BEGIN Extract
Modeling of aquaporin 1-mediated transmural water transport and the resulting oncotic paradox

Abstract

The earliest observable prelesion event in atherosclerosis, macromolecular transport across the vessel wall, occurs via advection by transmural pressure-driven water transport, characterized by the hydraulic conductivity (Lp), defined as the ratio of water flux to the transmural pressure difference. The discovery of the presence of aquaporin-1 (AQP) in aortic endothelial cells suggests a new possibility of water transport across the endothelial cell (EC), alongside the generally accepted paracellular route. In this study, we propose a new filtration theory to explain the experimentally observed pressure-dependent effect of AQP-blocking on the Lp of rat aorta. However, given the isotonic lumen, this AQP-mediated pure water inflow into the arterial subendothelial intima (SI) should set up an oncotic pressure gradient that opposes the AP-driven flow through the cell. How then could trans-AQP flow persist for many hours, as indicated by chemical blocking of AQP experiments? To resolve this paradox, we have extended our filtration theory to also include the mass transfer of oncatically active small solutes like albumin. This addition non-linearly couples the mass transfer, the fluid flow and the wall mechanics. We employ finite difference methods to simultaneously solve the filtration and mass-transfer problem as a long-time solution of an unsteady problem. Our results agree well with the experimental data and suggest that AQPs contribute about 30% to the phenomenological endothelial Lp. We have also found that, due to media filtration, at steady state, the albumin concentration in the SI is in fact higher than in the glycocalyx. This results in higher osmotic pressure in the SI, which drives the fluid flow into the SI from the luminal side of the EC and not the other way around. Controlling endothelial Lp, via AQP expression, might serve as a future therapeutic target to inhibit pre-atherosclerotic events.
END Extract
BEGIN Source information
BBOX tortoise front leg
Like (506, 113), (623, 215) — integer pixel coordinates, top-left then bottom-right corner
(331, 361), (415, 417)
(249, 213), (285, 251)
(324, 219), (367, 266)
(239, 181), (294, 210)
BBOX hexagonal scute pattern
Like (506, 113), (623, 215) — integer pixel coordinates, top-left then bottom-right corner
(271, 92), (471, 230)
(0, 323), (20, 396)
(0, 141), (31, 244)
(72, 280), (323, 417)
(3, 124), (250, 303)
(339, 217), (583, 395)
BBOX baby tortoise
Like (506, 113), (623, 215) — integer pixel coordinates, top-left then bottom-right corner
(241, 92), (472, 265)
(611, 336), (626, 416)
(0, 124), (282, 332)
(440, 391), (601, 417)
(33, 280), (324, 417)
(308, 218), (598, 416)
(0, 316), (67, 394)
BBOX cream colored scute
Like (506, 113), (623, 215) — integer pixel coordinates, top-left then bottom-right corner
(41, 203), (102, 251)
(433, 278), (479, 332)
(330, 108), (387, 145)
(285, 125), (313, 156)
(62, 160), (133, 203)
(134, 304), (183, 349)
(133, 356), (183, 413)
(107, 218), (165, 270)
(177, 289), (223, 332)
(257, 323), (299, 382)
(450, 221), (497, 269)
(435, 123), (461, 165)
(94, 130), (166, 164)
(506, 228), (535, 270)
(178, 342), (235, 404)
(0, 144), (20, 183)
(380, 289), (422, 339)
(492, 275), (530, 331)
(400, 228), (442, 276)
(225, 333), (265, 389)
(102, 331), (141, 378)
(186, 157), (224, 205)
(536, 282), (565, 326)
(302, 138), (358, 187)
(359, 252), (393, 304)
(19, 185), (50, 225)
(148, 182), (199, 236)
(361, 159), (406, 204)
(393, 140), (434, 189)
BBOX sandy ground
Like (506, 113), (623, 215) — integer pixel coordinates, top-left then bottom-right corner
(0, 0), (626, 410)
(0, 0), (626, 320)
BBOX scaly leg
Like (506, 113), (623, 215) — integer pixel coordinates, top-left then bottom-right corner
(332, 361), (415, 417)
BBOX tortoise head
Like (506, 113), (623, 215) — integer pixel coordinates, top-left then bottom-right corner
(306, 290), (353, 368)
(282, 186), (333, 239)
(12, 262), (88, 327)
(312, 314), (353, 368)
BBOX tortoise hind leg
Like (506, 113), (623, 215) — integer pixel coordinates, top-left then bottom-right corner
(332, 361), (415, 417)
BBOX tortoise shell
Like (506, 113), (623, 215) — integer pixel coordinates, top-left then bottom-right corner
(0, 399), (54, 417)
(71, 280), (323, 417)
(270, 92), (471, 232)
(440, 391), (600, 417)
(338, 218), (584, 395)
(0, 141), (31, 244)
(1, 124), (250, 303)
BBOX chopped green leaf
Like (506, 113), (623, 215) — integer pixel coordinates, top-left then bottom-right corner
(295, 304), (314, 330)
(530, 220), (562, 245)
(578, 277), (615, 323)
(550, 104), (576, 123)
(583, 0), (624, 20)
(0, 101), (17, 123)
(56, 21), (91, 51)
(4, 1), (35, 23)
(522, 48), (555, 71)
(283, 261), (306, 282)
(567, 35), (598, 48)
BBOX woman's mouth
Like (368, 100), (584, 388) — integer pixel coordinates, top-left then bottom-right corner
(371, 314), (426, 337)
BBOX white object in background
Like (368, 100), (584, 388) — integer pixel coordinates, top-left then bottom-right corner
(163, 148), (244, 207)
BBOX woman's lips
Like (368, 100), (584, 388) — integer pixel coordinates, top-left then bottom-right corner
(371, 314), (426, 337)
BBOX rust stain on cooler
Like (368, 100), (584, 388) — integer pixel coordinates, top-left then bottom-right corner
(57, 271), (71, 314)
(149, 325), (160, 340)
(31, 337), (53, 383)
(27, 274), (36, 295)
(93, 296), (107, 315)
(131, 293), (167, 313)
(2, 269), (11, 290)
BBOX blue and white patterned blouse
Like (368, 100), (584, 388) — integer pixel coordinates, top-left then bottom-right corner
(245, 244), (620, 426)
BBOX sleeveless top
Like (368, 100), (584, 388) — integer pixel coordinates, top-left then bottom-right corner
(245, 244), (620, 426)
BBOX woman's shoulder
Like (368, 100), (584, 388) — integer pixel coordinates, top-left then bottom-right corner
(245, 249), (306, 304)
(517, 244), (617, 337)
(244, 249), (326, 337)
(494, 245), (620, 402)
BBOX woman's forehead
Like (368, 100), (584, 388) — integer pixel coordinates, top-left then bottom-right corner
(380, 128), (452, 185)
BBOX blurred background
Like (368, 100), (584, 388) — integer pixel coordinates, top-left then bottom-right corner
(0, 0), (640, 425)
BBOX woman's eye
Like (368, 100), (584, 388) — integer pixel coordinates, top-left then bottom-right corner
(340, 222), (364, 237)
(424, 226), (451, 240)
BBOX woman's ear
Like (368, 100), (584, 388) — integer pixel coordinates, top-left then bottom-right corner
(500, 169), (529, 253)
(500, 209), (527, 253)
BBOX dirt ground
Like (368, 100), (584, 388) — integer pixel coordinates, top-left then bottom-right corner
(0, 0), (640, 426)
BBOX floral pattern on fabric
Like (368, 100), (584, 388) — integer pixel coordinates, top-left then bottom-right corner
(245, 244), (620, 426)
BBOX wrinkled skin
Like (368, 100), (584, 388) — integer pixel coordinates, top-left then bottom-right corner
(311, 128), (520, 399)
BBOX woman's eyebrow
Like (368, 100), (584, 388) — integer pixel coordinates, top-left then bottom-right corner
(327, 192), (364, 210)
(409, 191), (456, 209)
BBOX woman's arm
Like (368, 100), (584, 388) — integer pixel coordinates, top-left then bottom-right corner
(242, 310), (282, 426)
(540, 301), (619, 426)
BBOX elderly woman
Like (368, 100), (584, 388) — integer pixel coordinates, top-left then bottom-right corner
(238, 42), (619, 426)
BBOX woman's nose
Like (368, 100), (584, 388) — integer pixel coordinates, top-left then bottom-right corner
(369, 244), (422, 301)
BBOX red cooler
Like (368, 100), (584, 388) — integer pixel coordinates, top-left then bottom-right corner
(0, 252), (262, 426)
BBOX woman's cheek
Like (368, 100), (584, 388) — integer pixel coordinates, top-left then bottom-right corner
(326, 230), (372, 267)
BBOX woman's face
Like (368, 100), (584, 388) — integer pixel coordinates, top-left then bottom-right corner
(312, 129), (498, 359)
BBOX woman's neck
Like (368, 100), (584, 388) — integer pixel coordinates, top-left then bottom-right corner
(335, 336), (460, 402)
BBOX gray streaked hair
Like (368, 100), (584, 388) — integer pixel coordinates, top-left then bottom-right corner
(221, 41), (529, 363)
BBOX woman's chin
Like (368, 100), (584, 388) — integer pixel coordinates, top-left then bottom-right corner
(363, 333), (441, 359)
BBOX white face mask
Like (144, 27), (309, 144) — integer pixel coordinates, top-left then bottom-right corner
END Source information
List each abbreviation that the abstract introduces in parentheses, along with the term it stands for. The records are not needed for this exercise.

▸ Exercise output
- Lp: hydraulic conductivity
- AQP: aquaporin-1
- EC: endothelial cell
- SI: subendothelial intima